• _Activity_
Transcribe the entries that follow, word for word.

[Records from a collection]
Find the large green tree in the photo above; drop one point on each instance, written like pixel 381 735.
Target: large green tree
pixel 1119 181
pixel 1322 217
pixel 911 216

• _Result of the task_
Find the large green tree in the photo above; drop one point on each instance, written like pixel 381 735.
Target: large green tree
pixel 1119 181
pixel 1322 217
pixel 911 216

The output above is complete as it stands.